Aim of the exercise: Where a line below holds the string "vest", copy that line.

(Beginning of Input records)

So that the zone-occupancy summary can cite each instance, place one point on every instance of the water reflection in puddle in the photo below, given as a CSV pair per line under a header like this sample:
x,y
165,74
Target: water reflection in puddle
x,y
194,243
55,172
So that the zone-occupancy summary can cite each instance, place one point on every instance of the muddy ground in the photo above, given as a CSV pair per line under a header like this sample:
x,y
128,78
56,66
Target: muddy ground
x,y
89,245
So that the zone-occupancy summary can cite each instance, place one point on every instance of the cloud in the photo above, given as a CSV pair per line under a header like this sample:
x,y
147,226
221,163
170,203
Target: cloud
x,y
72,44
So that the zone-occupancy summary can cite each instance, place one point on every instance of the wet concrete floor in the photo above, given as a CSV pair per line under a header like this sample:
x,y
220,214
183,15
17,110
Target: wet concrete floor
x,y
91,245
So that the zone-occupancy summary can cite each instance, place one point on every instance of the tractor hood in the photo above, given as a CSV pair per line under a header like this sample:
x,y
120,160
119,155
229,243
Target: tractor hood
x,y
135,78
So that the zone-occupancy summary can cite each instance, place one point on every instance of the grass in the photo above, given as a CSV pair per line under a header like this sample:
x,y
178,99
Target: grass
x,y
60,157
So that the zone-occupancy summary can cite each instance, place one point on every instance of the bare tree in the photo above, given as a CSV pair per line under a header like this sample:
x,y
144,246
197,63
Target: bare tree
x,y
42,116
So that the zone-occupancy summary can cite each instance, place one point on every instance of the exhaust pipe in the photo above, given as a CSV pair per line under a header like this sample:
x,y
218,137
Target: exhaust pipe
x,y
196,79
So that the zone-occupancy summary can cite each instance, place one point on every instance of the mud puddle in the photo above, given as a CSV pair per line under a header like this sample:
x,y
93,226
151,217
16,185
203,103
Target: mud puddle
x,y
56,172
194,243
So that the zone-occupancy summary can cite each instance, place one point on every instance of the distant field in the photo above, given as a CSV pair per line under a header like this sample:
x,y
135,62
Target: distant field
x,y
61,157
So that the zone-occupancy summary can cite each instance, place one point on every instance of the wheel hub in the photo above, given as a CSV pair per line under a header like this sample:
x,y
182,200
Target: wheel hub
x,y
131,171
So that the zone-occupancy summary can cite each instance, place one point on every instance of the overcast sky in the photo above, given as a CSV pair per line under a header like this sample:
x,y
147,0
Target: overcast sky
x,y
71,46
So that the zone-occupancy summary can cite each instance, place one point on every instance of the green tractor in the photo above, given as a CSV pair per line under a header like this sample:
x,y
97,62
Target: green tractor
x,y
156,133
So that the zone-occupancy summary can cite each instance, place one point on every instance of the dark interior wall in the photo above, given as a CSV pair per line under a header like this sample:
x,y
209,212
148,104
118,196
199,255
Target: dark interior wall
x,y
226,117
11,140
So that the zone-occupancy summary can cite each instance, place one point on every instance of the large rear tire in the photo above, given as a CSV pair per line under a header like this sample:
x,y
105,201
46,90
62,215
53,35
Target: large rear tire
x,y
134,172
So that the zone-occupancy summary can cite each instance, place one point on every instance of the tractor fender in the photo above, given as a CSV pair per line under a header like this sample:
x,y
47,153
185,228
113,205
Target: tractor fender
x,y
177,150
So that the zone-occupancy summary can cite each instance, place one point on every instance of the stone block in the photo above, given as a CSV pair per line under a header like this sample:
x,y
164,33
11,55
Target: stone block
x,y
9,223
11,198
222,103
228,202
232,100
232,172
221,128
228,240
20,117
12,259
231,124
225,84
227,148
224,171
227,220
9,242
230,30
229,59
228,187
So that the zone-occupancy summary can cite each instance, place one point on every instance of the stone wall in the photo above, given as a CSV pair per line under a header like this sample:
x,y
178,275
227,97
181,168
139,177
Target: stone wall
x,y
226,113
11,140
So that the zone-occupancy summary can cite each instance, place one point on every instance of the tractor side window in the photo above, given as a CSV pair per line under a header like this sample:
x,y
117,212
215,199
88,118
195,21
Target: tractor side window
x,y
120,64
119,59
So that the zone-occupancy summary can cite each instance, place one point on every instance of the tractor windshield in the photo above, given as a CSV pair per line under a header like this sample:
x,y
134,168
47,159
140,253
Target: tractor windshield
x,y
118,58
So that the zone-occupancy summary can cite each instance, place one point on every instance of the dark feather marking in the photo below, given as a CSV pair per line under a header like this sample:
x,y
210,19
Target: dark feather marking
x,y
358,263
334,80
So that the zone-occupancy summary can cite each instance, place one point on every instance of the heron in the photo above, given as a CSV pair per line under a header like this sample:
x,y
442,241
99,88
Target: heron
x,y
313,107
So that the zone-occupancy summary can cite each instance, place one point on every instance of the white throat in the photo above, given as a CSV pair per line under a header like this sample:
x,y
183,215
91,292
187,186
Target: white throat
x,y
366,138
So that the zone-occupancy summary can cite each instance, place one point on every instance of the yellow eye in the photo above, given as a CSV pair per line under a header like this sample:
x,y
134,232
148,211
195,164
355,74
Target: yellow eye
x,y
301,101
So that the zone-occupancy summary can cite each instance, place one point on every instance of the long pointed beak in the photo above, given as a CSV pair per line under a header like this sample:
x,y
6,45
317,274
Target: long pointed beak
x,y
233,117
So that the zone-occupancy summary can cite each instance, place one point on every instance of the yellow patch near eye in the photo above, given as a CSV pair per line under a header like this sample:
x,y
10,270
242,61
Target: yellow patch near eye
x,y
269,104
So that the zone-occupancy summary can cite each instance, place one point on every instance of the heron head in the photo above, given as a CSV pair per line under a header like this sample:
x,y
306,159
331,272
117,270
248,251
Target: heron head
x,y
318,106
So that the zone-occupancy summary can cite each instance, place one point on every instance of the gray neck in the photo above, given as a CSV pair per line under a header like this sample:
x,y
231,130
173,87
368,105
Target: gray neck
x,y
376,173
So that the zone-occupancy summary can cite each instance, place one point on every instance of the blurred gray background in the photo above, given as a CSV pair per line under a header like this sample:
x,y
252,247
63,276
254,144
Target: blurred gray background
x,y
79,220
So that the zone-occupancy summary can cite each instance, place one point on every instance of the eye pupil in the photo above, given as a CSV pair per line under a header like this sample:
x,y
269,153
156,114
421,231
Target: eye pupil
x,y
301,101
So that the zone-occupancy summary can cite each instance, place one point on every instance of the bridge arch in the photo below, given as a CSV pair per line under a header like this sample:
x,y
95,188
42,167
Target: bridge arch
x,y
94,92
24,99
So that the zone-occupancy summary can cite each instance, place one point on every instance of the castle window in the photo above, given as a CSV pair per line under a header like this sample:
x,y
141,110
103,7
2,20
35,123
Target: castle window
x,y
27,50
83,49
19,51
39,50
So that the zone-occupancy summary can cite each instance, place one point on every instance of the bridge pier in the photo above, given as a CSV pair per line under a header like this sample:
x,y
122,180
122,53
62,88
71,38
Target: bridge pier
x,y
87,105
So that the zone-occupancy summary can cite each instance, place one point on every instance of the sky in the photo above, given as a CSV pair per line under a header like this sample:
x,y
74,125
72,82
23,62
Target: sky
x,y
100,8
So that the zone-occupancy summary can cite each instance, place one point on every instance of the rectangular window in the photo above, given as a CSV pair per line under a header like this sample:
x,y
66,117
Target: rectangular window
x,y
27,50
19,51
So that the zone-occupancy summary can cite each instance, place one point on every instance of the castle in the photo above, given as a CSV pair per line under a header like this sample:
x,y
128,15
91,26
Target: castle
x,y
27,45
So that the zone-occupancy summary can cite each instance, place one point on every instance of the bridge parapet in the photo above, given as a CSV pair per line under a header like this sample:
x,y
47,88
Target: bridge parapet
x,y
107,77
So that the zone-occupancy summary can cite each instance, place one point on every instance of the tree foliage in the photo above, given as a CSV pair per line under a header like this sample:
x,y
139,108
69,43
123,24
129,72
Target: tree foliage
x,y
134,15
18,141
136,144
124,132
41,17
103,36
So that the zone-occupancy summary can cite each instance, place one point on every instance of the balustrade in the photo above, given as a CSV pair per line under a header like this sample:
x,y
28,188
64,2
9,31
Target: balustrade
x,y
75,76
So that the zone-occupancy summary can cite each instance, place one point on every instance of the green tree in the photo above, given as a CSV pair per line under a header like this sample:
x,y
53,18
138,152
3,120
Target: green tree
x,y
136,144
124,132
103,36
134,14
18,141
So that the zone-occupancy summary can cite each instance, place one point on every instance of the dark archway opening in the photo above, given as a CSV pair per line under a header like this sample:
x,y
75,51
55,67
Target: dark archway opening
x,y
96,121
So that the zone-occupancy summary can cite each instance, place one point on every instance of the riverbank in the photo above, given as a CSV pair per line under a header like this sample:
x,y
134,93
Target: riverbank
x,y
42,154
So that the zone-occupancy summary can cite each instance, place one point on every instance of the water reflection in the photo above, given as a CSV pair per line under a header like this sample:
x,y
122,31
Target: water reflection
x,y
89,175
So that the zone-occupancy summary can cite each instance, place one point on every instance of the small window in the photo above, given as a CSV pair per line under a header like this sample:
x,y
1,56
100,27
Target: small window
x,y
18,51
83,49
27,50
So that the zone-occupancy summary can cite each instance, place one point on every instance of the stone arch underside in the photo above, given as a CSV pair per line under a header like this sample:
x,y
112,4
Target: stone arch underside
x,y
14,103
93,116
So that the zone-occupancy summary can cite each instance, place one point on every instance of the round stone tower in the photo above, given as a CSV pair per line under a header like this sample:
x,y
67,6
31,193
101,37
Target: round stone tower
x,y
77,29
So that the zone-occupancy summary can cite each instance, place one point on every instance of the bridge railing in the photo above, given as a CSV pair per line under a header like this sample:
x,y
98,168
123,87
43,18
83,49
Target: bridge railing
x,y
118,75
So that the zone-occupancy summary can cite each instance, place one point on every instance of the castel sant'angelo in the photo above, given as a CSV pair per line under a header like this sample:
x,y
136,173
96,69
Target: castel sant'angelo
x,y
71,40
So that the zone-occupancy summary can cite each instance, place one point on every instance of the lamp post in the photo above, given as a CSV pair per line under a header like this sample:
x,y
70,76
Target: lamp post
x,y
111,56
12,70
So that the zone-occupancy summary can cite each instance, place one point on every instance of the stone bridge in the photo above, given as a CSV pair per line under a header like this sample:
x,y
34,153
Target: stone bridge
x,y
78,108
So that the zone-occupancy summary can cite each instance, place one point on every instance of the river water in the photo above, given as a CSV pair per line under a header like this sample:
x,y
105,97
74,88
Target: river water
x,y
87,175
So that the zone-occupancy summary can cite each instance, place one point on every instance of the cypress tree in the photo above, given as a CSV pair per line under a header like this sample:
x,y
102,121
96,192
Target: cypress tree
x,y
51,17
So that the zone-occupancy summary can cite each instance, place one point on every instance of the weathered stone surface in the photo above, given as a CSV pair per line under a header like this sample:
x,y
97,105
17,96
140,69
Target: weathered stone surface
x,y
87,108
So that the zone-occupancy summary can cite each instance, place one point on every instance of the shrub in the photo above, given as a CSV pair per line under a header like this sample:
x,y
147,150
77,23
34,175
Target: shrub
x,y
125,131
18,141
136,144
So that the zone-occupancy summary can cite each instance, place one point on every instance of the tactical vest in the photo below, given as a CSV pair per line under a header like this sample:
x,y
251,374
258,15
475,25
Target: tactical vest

(End of Input records)

Expected output:
So that the zone-occupancy summary can cite each instance, place one point on every instance of the tactical vest in the photo below, given as a CSV pair per line under a header like this sample:
Target: tactical vest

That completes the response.